Labeled-object pointing listing:
------------------------
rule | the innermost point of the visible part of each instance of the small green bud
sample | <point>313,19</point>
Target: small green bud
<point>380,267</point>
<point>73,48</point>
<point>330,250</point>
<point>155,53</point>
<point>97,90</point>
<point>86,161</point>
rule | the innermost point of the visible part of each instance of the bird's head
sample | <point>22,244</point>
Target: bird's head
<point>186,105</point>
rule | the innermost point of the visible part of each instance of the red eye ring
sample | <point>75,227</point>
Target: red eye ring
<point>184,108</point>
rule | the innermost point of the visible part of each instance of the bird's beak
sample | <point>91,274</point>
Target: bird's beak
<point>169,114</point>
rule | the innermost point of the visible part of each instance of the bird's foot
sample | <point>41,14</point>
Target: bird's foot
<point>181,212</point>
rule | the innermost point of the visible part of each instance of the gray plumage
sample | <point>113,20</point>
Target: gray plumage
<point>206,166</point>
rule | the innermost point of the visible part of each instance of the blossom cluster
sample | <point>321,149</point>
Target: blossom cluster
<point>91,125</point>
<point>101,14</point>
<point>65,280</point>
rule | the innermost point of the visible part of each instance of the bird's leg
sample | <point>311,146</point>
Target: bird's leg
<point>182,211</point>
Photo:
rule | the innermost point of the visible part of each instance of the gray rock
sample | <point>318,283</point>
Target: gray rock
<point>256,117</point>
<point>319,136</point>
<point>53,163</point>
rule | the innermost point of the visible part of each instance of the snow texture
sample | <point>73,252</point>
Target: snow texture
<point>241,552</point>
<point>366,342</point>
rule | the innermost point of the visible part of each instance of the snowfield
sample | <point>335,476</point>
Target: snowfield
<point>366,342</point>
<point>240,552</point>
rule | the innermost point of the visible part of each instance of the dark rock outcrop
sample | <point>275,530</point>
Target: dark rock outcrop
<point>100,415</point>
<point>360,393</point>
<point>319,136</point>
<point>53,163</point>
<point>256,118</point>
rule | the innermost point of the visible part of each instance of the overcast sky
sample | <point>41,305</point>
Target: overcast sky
------------------------
REQUIRED TASK:
Could you render every line of the listing above as a JSON list of strings, with one string per line and blank lines left out?

RESPONSE TO THIS TASK:
[
  "rule | the innermost point of the visible part of each instance of the small green bud",
  "sample | <point>313,19</point>",
  "Target: small green bud",
  "<point>380,267</point>",
  "<point>73,48</point>",
  "<point>330,250</point>",
  "<point>155,53</point>",
  "<point>97,90</point>",
  "<point>86,161</point>",
  "rule | the innermost point of the visible part of each instance of the bird's head",
  "sample | <point>22,244</point>",
  "Target: bird's head",
  "<point>186,105</point>",
  "rule | the innermost point of the visible part of each instance of the red eye ring",
  "sample | <point>75,227</point>",
  "Target: red eye ring",
  "<point>184,108</point>",
  "rule | the innermost point of the visible part of each instance of the bird's beak",
  "sample | <point>91,274</point>",
  "Target: bird's beak",
  "<point>169,114</point>",
  "rule | the innermost point of the visible part of each instance of the bird's foot",
  "sample | <point>41,14</point>",
  "Target: bird's foot",
  "<point>181,212</point>",
  "rule | the innermost point of the visible part of each instance of the gray plumage",
  "sample | <point>113,20</point>",
  "Target: gray plumage",
  "<point>206,166</point>",
  "rule | the innermost point of the visible part of each instance of the blossom cluster",
  "sample | <point>321,149</point>",
  "Target: blossom cluster",
  "<point>91,125</point>",
  "<point>101,14</point>",
  "<point>65,280</point>",
  "rule | the innermost point of the visible part of each instance of the bird's leg",
  "sample | <point>311,146</point>",
  "Target: bird's leg",
  "<point>182,211</point>",
  "Photo:",
  "rule | the innermost point of the visible part of each instance of the gray rock",
  "sample | <point>318,283</point>",
  "Target: gray rock",
  "<point>256,117</point>",
  "<point>319,136</point>",
  "<point>53,163</point>",
  "rule | the innermost point of the visible part of each instance of the snow texture",
  "sample | <point>73,252</point>",
  "Target: snow texture",
  "<point>241,552</point>",
  "<point>366,342</point>",
  "rule | the innermost point of the visible part of each instance of the snowfield",
  "sample | <point>335,476</point>",
  "Target: snowfield",
  "<point>366,342</point>",
  "<point>240,552</point>",
  "rule | the innermost point of the visible part of each instance of the dark rock outcrop",
  "sample | <point>275,530</point>",
  "Target: dark rock outcrop",
  "<point>100,415</point>",
  "<point>360,393</point>",
  "<point>319,136</point>",
  "<point>53,163</point>",
  "<point>256,118</point>",
  "rule | the innermost point of the visible part of each instance of the overcast sky",
  "sample | <point>41,305</point>",
  "Target: overcast sky"
]